▶ **WORK TASK**
Retype the entries below exactly, dropping the images.

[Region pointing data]
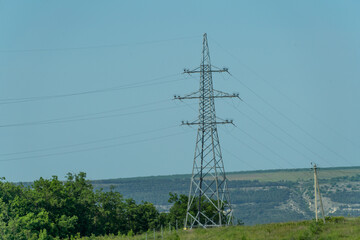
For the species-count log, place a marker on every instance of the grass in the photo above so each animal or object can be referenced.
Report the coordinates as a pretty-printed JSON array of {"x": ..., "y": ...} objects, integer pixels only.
[{"x": 335, "y": 228}]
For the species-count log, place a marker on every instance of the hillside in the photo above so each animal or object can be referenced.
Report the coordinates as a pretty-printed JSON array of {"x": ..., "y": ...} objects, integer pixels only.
[
  {"x": 335, "y": 229},
  {"x": 259, "y": 196}
]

▶ **TASK RESULT**
For the species-count log, place a marker on every instance of the grass in the photo above so each animal or object can be referenced.
Report the coordinates as a pretty-printed JSON array of {"x": ..., "y": ...} objects, integer pixels only.
[{"x": 335, "y": 228}]
For the species-count log, place a marker on every instance of the hillside in the photo above so each animal or object can be referenced.
Report the coordinates as a pretty-printed JSON array of {"x": ..., "y": ...} objects, integer pixels only.
[
  {"x": 335, "y": 229},
  {"x": 259, "y": 196}
]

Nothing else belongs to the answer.